** Begin Information provided **
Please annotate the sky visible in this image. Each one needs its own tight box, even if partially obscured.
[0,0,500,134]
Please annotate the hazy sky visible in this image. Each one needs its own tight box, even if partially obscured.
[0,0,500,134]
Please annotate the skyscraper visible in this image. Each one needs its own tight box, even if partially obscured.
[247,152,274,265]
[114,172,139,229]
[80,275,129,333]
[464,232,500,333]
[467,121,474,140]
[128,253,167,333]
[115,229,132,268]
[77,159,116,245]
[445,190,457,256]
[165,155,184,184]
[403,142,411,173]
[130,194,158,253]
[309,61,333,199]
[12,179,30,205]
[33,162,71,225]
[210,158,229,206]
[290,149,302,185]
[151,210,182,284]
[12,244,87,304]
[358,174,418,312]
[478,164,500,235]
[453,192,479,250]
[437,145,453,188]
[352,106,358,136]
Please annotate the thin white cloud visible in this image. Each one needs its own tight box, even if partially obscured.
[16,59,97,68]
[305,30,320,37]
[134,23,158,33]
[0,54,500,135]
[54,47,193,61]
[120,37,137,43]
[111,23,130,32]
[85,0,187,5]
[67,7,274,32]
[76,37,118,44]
** End Information provided **
** Begin Information provided **
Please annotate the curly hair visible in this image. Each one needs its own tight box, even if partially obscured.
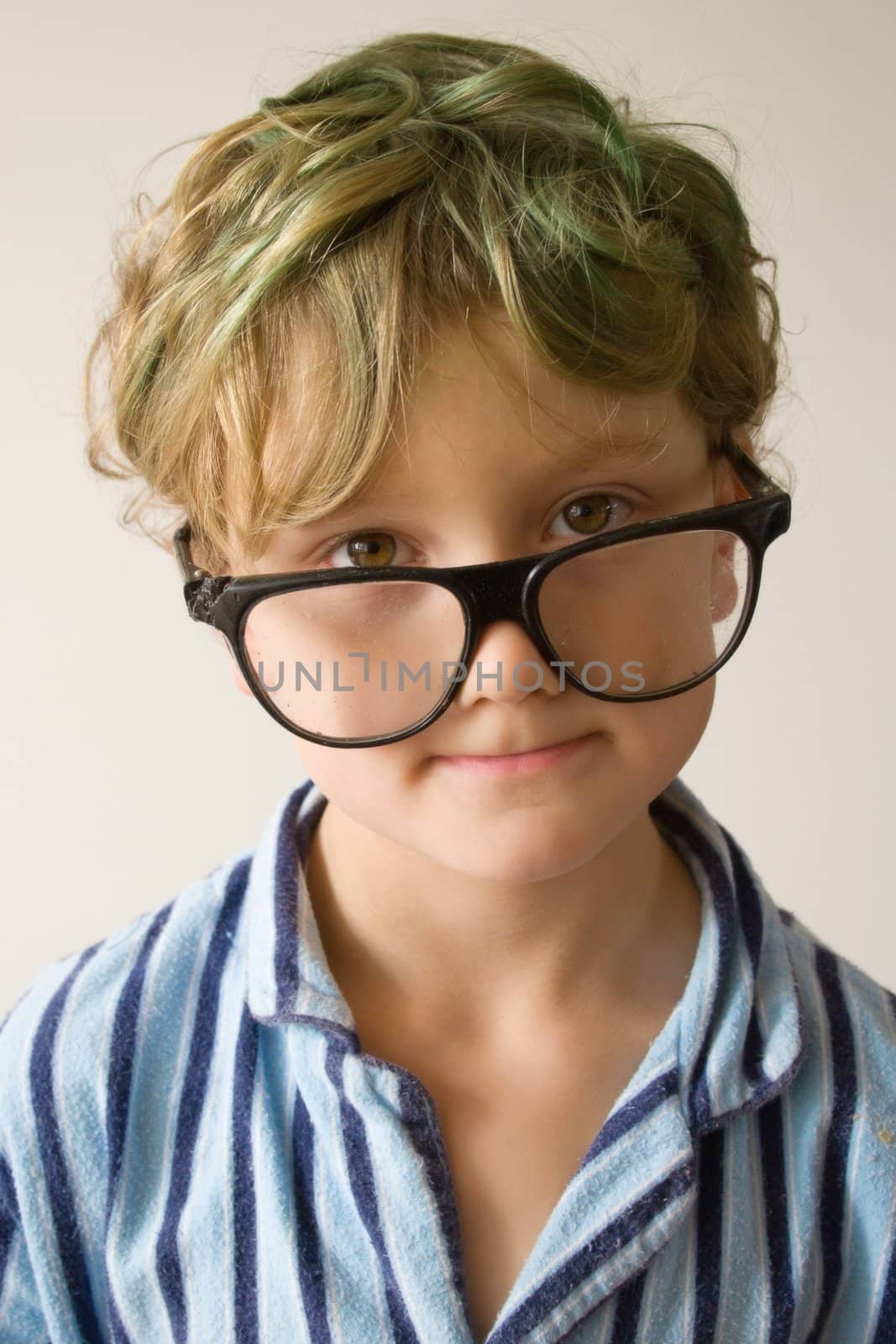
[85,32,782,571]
** End Information provided **
** Begin Information provided **
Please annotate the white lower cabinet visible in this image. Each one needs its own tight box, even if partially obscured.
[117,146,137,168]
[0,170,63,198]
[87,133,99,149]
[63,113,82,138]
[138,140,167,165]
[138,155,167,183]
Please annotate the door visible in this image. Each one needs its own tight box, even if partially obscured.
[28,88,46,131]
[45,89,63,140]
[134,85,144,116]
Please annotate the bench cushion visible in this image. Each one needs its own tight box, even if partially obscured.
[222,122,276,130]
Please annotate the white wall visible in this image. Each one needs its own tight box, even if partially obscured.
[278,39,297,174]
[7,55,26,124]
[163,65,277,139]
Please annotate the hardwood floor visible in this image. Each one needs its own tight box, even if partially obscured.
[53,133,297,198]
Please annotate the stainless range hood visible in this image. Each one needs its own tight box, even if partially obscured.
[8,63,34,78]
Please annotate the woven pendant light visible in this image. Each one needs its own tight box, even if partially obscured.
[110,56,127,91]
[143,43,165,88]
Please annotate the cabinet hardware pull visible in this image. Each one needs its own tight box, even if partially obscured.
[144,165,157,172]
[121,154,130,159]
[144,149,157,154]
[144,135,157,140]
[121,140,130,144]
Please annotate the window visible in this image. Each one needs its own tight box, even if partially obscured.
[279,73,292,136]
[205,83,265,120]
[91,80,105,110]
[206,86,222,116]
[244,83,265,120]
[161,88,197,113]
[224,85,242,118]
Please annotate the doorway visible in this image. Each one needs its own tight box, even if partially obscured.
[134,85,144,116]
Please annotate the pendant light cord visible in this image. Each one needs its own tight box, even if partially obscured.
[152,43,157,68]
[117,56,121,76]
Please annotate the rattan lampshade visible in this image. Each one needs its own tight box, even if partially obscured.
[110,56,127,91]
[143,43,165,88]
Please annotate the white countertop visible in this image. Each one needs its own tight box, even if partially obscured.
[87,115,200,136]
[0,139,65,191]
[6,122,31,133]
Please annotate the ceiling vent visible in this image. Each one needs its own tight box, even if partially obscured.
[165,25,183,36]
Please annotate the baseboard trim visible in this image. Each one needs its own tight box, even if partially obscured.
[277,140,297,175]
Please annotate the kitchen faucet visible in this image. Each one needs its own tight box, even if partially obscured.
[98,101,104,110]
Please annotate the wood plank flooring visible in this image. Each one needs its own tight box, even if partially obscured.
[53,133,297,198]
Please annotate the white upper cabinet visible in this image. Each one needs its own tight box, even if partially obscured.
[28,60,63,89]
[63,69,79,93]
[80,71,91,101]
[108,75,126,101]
** End Information provided **
**Brief:** Copy out the lines from the one containing "Please annotate the hardwood" through the one containing "[165,25,183,36]", both included, exactly as they appear and in order.

**Solved exercise:**
Please annotate the hardwood floor visible in this image. Each one needs its own tight box, even if partially obscured.
[53,133,297,198]
Please annotate the stainless range hood visible in this image. Each one needs its own tight box, even if partially obscured.
[8,63,34,78]
Please annotate the woven pendant light visible in this image. Each one needs its own tight box, even if partially obscured.
[110,56,127,91]
[143,43,165,88]
Please annotate the cabinet hardware pull visible in this image. Each one needs its own tight box, even if partially obscured.
[144,165,157,172]
[121,154,130,159]
[144,149,157,154]
[144,135,157,140]
[121,140,130,144]
Please annotate the window visible in this image. Each one needs its own tight box, even if partially obscured.
[279,73,292,136]
[205,83,265,120]
[91,80,105,110]
[206,86,222,116]
[244,83,265,120]
[161,88,197,113]
[224,85,242,118]
Please annotate the doorway visible in this image. Each one needs its own tight box, even if partially obscured.
[134,85,144,116]
Please annotate the pendant light cord visible in this image. Each one needs its own tight box, even if partially obscured.
[152,43,157,68]
[117,56,121,76]
Please annotate the rattan lampshade visible in this image. Each one needs its own tight box, even if partially obscured.
[110,56,127,91]
[143,43,165,88]
Please annotate the white countertop visible in this image. Each one needs its own tight box, even if partially obscured.
[87,115,200,136]
[0,139,65,191]
[6,122,31,133]
Please annotate the ceiling vent visible in this image. Each one needs its own tight box, even if partially obscured.
[165,25,183,36]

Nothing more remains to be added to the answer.